Exercise details
Can you restate the records below word for word?
___ Information supplied
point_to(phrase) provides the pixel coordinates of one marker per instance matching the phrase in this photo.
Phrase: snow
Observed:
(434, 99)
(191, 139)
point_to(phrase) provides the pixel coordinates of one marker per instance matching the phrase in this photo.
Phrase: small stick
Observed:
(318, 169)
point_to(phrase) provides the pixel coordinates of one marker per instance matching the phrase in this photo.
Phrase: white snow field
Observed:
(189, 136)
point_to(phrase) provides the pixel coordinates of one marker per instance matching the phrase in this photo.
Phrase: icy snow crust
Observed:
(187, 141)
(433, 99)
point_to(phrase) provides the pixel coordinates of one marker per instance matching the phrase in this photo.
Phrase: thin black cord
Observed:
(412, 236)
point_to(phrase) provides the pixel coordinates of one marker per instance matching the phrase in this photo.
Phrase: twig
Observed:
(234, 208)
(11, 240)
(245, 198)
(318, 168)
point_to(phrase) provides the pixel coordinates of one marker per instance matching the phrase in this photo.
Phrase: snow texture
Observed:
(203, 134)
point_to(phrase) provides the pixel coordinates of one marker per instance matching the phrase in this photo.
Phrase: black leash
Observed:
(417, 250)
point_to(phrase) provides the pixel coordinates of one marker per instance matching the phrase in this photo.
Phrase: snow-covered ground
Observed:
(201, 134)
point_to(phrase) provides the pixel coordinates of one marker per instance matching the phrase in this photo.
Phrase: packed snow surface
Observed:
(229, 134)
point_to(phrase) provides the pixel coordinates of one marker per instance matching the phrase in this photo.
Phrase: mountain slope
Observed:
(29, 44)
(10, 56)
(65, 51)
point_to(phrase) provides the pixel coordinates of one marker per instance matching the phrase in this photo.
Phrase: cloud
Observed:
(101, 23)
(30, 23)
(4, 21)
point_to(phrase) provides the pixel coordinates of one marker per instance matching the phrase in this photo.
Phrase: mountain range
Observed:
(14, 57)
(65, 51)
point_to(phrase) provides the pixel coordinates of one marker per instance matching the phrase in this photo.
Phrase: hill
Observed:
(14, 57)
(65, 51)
______
Task answer
point_to(phrase) provides the pixel coordinates of one marker per instance matching the phrase in this photo.
Phrase: snow
Observed:
(434, 99)
(191, 139)
point_to(phrase) provides the pixel coordinates of one marker per instance matching the phrase in this photo.
Phrase: small stick
Observed:
(318, 169)
point_to(phrase) provides the pixel coordinates of one marker per instance matching the phrase in this photo.
Phrase: white snow field
Observed:
(189, 136)
point_to(phrase) provides the pixel coordinates of one marker per instance matching the phrase in this photo.
Phrase: icy snow crust
Observed:
(187, 141)
(433, 99)
point_to(phrase) provides the pixel coordinates of one marker per instance matching the phrase in this photo.
Phrase: thin black cord
Observed:
(412, 236)
point_to(phrase) provides the pixel coordinates of one marker per instance matching the phrase in this photo.
Phrase: twig
Observed:
(234, 208)
(11, 240)
(245, 198)
(318, 168)
point_to(phrase) provides the pixel coordinates of one marker per instance matching the phrase in this photo.
Phrase: snow texture
Observed:
(203, 134)
point_to(phrase) provides the pixel coordinates of one marker per instance matching the phrase in this photo.
Phrase: black leash
Observed:
(417, 250)
point_to(phrase) provides the pixel coordinates of one marker per instance matching the phrase in this photo.
Phrase: snow-covered ground
Observed:
(201, 134)
point_to(phrase) provides the pixel coordinates of one marker per instance matching the phrase in this photo.
Phrase: packed snow surface
Observed:
(229, 134)
point_to(phrase) provides the pixel coordinates of one marker per instance matching the phrase in this photo.
Phrase: mountain slope
Observed:
(29, 44)
(10, 56)
(65, 51)
point_to(phrase) provides the pixel coordinates of one marker per instance matching the phrase in this photo.
Phrase: cloud
Observed:
(101, 23)
(30, 23)
(4, 21)
point_to(phrase) provides the pixel coordinates of one marker per instance matching the phrase in this photo.
Phrase: mountain range
Observed:
(14, 57)
(65, 51)
point_to(phrase) provides the pixel coordinates of one marker per instance matching the phrase in this photo.
Phrase: hill
Observed:
(14, 57)
(65, 51)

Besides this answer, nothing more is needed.